[What is being asked] Count how many lines in the entries below contain the word "front". Give only the number.

[Records shown]
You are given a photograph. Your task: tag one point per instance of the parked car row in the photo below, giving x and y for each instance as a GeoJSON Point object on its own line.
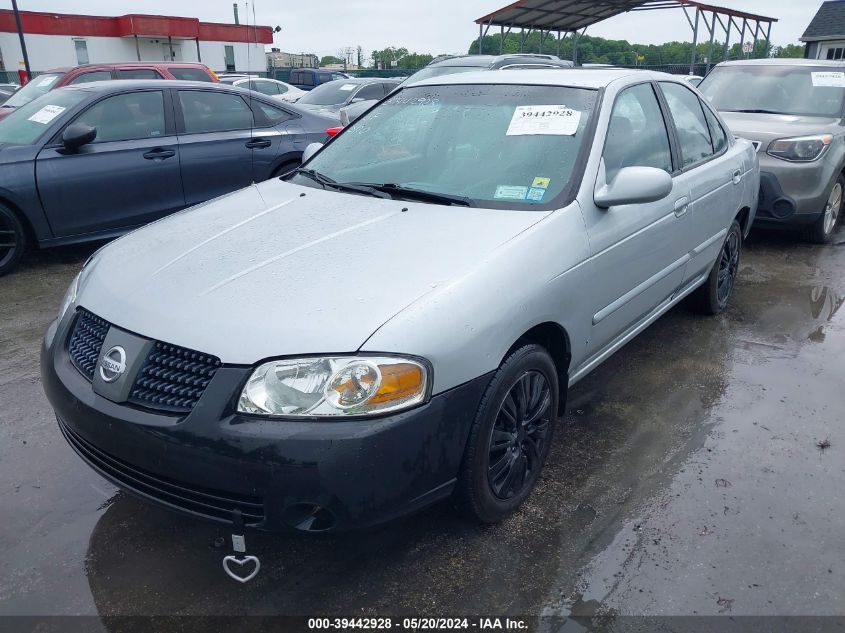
{"type": "Point", "coordinates": [399, 320]}
{"type": "Point", "coordinates": [95, 160]}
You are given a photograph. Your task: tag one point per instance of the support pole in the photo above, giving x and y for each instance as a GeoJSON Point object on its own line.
{"type": "Point", "coordinates": [712, 28]}
{"type": "Point", "coordinates": [21, 38]}
{"type": "Point", "coordinates": [694, 41]}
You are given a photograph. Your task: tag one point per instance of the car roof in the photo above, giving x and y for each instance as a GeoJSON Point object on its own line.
{"type": "Point", "coordinates": [784, 61]}
{"type": "Point", "coordinates": [570, 77]}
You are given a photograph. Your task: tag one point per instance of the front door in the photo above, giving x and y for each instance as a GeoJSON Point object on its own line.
{"type": "Point", "coordinates": [215, 143]}
{"type": "Point", "coordinates": [637, 250]}
{"type": "Point", "coordinates": [128, 176]}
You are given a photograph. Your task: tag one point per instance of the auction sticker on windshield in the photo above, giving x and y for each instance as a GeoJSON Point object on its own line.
{"type": "Point", "coordinates": [47, 114]}
{"type": "Point", "coordinates": [829, 80]}
{"type": "Point", "coordinates": [551, 120]}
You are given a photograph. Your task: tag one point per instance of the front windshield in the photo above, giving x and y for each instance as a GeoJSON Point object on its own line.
{"type": "Point", "coordinates": [30, 122]}
{"type": "Point", "coordinates": [440, 71]}
{"type": "Point", "coordinates": [33, 90]}
{"type": "Point", "coordinates": [796, 90]}
{"type": "Point", "coordinates": [332, 93]}
{"type": "Point", "coordinates": [499, 146]}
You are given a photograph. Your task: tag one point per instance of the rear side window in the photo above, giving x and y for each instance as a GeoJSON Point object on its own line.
{"type": "Point", "coordinates": [717, 132]}
{"type": "Point", "coordinates": [688, 115]}
{"type": "Point", "coordinates": [214, 112]}
{"type": "Point", "coordinates": [94, 75]}
{"type": "Point", "coordinates": [137, 73]}
{"type": "Point", "coordinates": [126, 117]}
{"type": "Point", "coordinates": [636, 136]}
{"type": "Point", "coordinates": [274, 115]}
{"type": "Point", "coordinates": [190, 74]}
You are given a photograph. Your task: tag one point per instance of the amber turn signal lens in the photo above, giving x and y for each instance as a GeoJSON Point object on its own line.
{"type": "Point", "coordinates": [398, 382]}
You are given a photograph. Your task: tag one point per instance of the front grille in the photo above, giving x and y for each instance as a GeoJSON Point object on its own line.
{"type": "Point", "coordinates": [208, 503]}
{"type": "Point", "coordinates": [86, 340]}
{"type": "Point", "coordinates": [173, 378]}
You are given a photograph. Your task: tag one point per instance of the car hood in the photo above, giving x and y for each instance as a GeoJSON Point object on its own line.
{"type": "Point", "coordinates": [766, 128]}
{"type": "Point", "coordinates": [279, 269]}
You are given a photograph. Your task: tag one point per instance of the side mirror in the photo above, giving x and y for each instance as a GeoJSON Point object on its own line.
{"type": "Point", "coordinates": [78, 134]}
{"type": "Point", "coordinates": [633, 185]}
{"type": "Point", "coordinates": [309, 152]}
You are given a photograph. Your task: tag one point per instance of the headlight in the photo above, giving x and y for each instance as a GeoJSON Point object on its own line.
{"type": "Point", "coordinates": [803, 149]}
{"type": "Point", "coordinates": [336, 386]}
{"type": "Point", "coordinates": [70, 297]}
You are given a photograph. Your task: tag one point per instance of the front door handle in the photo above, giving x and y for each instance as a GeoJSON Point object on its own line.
{"type": "Point", "coordinates": [259, 143]}
{"type": "Point", "coordinates": [159, 153]}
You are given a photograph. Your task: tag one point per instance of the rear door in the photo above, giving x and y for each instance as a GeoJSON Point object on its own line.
{"type": "Point", "coordinates": [711, 169]}
{"type": "Point", "coordinates": [638, 250]}
{"type": "Point", "coordinates": [128, 176]}
{"type": "Point", "coordinates": [216, 144]}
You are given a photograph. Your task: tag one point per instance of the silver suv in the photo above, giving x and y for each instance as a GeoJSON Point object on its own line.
{"type": "Point", "coordinates": [791, 109]}
{"type": "Point", "coordinates": [399, 320]}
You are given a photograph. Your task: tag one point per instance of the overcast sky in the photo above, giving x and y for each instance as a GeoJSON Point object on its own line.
{"type": "Point", "coordinates": [426, 26]}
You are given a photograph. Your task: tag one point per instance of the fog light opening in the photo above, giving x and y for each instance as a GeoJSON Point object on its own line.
{"type": "Point", "coordinates": [308, 517]}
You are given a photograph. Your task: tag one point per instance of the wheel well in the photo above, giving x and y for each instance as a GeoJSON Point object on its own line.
{"type": "Point", "coordinates": [32, 240]}
{"type": "Point", "coordinates": [555, 340]}
{"type": "Point", "coordinates": [742, 217]}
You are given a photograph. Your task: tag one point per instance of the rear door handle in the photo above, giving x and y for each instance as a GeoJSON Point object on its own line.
{"type": "Point", "coordinates": [259, 143]}
{"type": "Point", "coordinates": [159, 153]}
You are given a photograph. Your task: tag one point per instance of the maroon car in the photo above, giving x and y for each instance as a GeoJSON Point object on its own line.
{"type": "Point", "coordinates": [59, 77]}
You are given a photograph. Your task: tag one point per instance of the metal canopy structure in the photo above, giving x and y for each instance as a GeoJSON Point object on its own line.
{"type": "Point", "coordinates": [575, 16]}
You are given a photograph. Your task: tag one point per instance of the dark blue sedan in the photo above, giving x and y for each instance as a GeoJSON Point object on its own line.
{"type": "Point", "coordinates": [93, 161]}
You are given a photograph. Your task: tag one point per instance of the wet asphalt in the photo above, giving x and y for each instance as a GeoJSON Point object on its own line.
{"type": "Point", "coordinates": [699, 471]}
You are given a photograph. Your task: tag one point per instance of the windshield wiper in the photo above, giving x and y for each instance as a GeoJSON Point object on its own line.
{"type": "Point", "coordinates": [418, 194]}
{"type": "Point", "coordinates": [327, 182]}
{"type": "Point", "coordinates": [755, 111]}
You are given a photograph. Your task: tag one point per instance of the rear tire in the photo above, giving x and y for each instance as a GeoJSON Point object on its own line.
{"type": "Point", "coordinates": [712, 297]}
{"type": "Point", "coordinates": [12, 240]}
{"type": "Point", "coordinates": [510, 437]}
{"type": "Point", "coordinates": [823, 229]}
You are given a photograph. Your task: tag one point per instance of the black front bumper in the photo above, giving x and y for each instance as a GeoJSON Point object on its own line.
{"type": "Point", "coordinates": [280, 474]}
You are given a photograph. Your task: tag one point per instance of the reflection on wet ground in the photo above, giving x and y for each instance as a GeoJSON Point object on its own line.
{"type": "Point", "coordinates": [686, 479]}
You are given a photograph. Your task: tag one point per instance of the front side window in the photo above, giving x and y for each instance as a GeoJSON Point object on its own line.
{"type": "Point", "coordinates": [214, 112]}
{"type": "Point", "coordinates": [34, 89]}
{"type": "Point", "coordinates": [636, 135]}
{"type": "Point", "coordinates": [499, 146]}
{"type": "Point", "coordinates": [126, 117]}
{"type": "Point", "coordinates": [793, 90]}
{"type": "Point", "coordinates": [688, 115]}
{"type": "Point", "coordinates": [31, 121]}
{"type": "Point", "coordinates": [96, 75]}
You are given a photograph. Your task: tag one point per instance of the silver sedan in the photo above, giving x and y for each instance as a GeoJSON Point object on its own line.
{"type": "Point", "coordinates": [400, 320]}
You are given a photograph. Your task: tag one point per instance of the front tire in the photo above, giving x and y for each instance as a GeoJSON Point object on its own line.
{"type": "Point", "coordinates": [12, 240]}
{"type": "Point", "coordinates": [712, 297]}
{"type": "Point", "coordinates": [823, 229]}
{"type": "Point", "coordinates": [510, 437]}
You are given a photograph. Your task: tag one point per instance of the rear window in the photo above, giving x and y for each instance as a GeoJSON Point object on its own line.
{"type": "Point", "coordinates": [190, 74]}
{"type": "Point", "coordinates": [34, 89]}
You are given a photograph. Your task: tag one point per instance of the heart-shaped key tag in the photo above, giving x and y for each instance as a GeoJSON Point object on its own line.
{"type": "Point", "coordinates": [229, 560]}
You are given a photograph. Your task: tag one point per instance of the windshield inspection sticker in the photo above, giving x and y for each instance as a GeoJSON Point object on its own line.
{"type": "Point", "coordinates": [549, 120]}
{"type": "Point", "coordinates": [829, 80]}
{"type": "Point", "coordinates": [535, 194]}
{"type": "Point", "coordinates": [509, 192]}
{"type": "Point", "coordinates": [47, 114]}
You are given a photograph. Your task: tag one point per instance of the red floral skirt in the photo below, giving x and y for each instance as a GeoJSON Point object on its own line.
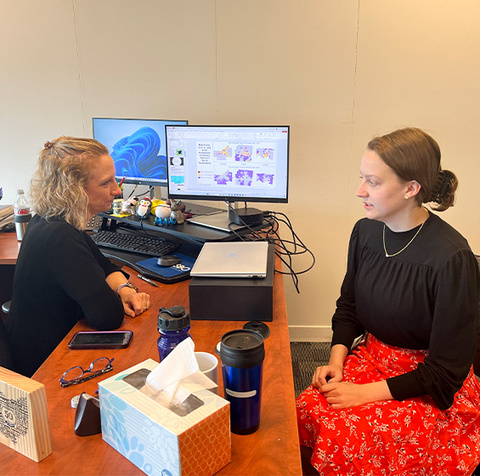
{"type": "Point", "coordinates": [412, 437]}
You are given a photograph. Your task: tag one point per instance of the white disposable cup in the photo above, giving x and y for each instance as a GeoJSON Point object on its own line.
{"type": "Point", "coordinates": [208, 365]}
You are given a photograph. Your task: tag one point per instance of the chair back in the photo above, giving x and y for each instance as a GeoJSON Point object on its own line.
{"type": "Point", "coordinates": [5, 353]}
{"type": "Point", "coordinates": [476, 363]}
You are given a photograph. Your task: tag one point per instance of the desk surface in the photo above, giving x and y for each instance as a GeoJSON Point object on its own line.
{"type": "Point", "coordinates": [272, 449]}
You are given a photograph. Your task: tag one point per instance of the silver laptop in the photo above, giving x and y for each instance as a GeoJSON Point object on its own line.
{"type": "Point", "coordinates": [233, 259]}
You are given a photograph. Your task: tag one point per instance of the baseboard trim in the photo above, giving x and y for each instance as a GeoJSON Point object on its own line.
{"type": "Point", "coordinates": [310, 333]}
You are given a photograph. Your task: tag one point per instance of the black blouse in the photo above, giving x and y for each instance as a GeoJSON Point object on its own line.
{"type": "Point", "coordinates": [59, 279]}
{"type": "Point", "coordinates": [426, 297]}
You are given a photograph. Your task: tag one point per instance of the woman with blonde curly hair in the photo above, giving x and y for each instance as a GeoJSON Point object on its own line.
{"type": "Point", "coordinates": [61, 276]}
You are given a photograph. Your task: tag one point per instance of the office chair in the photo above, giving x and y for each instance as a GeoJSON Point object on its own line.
{"type": "Point", "coordinates": [5, 353]}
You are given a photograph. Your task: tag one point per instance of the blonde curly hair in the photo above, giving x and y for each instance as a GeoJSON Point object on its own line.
{"type": "Point", "coordinates": [57, 187]}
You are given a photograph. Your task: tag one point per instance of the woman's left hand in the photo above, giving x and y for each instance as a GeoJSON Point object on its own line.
{"type": "Point", "coordinates": [134, 303]}
{"type": "Point", "coordinates": [347, 394]}
{"type": "Point", "coordinates": [343, 394]}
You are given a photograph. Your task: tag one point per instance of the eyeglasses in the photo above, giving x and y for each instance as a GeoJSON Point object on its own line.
{"type": "Point", "coordinates": [77, 374]}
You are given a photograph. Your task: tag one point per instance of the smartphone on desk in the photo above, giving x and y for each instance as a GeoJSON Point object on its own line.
{"type": "Point", "coordinates": [101, 340]}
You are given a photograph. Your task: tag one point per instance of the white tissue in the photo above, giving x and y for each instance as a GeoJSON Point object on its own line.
{"type": "Point", "coordinates": [177, 375]}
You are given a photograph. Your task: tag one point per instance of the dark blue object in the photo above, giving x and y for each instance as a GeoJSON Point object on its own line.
{"type": "Point", "coordinates": [242, 353]}
{"type": "Point", "coordinates": [173, 325]}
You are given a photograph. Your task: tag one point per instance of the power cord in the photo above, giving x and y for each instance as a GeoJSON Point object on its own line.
{"type": "Point", "coordinates": [285, 248]}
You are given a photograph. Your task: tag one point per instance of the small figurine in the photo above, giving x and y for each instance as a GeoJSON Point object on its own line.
{"type": "Point", "coordinates": [163, 215]}
{"type": "Point", "coordinates": [177, 213]}
{"type": "Point", "coordinates": [143, 208]}
{"type": "Point", "coordinates": [129, 205]}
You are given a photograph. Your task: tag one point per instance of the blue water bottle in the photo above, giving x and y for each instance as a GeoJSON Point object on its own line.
{"type": "Point", "coordinates": [242, 353]}
{"type": "Point", "coordinates": [173, 325]}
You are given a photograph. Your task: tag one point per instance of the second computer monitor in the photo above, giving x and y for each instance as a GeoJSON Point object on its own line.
{"type": "Point", "coordinates": [230, 163]}
{"type": "Point", "coordinates": [137, 146]}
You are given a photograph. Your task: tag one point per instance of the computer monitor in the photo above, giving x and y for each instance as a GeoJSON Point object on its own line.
{"type": "Point", "coordinates": [137, 147]}
{"type": "Point", "coordinates": [229, 163]}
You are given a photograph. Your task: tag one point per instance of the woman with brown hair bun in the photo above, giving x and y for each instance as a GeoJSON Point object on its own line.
{"type": "Point", "coordinates": [404, 400]}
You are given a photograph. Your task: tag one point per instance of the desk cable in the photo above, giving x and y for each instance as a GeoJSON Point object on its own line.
{"type": "Point", "coordinates": [285, 249]}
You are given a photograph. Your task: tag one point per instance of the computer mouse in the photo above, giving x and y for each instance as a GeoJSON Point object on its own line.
{"type": "Point", "coordinates": [168, 260]}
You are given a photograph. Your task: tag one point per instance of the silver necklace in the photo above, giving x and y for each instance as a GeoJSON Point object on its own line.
{"type": "Point", "coordinates": [404, 248]}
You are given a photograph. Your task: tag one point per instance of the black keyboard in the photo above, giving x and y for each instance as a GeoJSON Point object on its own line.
{"type": "Point", "coordinates": [135, 243]}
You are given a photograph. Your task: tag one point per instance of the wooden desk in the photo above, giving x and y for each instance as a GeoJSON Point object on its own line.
{"type": "Point", "coordinates": [273, 449]}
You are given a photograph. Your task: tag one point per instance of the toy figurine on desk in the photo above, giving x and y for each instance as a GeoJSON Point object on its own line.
{"type": "Point", "coordinates": [163, 215]}
{"type": "Point", "coordinates": [177, 213]}
{"type": "Point", "coordinates": [144, 207]}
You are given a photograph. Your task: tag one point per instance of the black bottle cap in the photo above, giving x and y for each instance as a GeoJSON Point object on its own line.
{"type": "Point", "coordinates": [173, 319]}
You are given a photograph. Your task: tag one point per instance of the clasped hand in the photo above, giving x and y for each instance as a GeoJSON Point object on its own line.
{"type": "Point", "coordinates": [339, 394]}
{"type": "Point", "coordinates": [329, 381]}
{"type": "Point", "coordinates": [135, 303]}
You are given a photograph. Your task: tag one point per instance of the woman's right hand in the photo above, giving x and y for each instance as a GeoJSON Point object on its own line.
{"type": "Point", "coordinates": [327, 373]}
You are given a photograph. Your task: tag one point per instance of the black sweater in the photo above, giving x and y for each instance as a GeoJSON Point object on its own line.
{"type": "Point", "coordinates": [424, 298]}
{"type": "Point", "coordinates": [59, 279]}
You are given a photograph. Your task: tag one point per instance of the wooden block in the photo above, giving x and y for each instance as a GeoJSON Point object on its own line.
{"type": "Point", "coordinates": [23, 415]}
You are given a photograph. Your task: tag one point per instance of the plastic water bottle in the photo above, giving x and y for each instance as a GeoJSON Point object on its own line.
{"type": "Point", "coordinates": [173, 325]}
{"type": "Point", "coordinates": [22, 215]}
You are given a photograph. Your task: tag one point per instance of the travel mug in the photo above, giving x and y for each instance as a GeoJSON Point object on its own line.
{"type": "Point", "coordinates": [242, 353]}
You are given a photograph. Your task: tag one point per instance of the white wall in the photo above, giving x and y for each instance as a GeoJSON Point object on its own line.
{"type": "Point", "coordinates": [337, 71]}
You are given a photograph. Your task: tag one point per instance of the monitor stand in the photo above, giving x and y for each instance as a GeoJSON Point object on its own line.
{"type": "Point", "coordinates": [218, 221]}
{"type": "Point", "coordinates": [231, 220]}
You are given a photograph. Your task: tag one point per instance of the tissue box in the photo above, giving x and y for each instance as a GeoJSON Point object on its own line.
{"type": "Point", "coordinates": [155, 438]}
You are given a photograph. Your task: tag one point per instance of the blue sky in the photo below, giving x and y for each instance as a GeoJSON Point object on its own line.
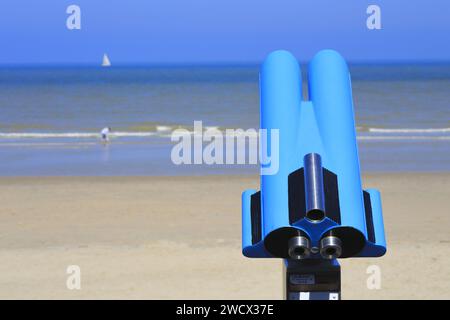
{"type": "Point", "coordinates": [220, 31]}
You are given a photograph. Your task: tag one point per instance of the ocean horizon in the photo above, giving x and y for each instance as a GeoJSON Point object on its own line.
{"type": "Point", "coordinates": [51, 116]}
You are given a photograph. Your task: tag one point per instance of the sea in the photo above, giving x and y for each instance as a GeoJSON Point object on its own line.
{"type": "Point", "coordinates": [51, 117]}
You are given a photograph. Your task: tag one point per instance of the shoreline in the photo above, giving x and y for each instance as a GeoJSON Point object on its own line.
{"type": "Point", "coordinates": [172, 237]}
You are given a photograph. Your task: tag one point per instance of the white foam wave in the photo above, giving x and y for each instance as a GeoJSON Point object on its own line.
{"type": "Point", "coordinates": [37, 135]}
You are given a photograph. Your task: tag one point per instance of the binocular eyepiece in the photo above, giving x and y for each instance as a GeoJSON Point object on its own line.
{"type": "Point", "coordinates": [330, 247]}
{"type": "Point", "coordinates": [299, 247]}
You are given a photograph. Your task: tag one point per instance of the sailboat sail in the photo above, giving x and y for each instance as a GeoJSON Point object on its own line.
{"type": "Point", "coordinates": [106, 62]}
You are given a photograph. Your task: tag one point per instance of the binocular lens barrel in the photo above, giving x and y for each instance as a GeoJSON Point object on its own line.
{"type": "Point", "coordinates": [330, 247]}
{"type": "Point", "coordinates": [314, 189]}
{"type": "Point", "coordinates": [299, 247]}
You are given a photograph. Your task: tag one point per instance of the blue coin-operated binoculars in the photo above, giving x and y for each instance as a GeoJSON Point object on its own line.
{"type": "Point", "coordinates": [312, 210]}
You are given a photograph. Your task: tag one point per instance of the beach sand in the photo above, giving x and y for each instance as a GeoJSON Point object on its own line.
{"type": "Point", "coordinates": [179, 237]}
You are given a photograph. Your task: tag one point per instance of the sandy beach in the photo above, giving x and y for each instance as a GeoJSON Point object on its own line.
{"type": "Point", "coordinates": [179, 237]}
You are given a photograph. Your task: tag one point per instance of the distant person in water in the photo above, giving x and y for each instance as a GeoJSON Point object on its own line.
{"type": "Point", "coordinates": [105, 134]}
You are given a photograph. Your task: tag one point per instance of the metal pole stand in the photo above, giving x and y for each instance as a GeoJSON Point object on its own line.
{"type": "Point", "coordinates": [312, 279]}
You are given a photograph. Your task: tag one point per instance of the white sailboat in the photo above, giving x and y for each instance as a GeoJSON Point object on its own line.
{"type": "Point", "coordinates": [106, 62]}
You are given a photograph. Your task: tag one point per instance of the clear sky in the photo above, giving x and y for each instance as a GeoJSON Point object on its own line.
{"type": "Point", "coordinates": [220, 31]}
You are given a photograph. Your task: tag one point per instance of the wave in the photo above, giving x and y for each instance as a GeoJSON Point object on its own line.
{"type": "Point", "coordinates": [167, 131]}
{"type": "Point", "coordinates": [37, 135]}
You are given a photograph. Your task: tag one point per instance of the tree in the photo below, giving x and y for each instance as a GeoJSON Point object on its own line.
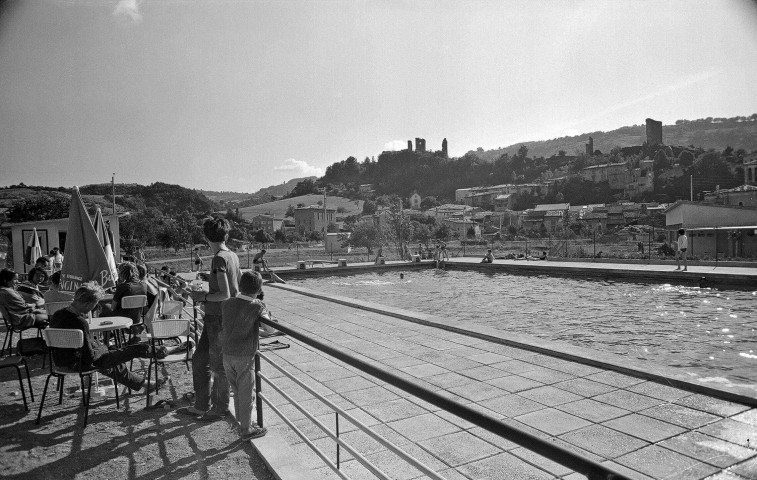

[The reply] 7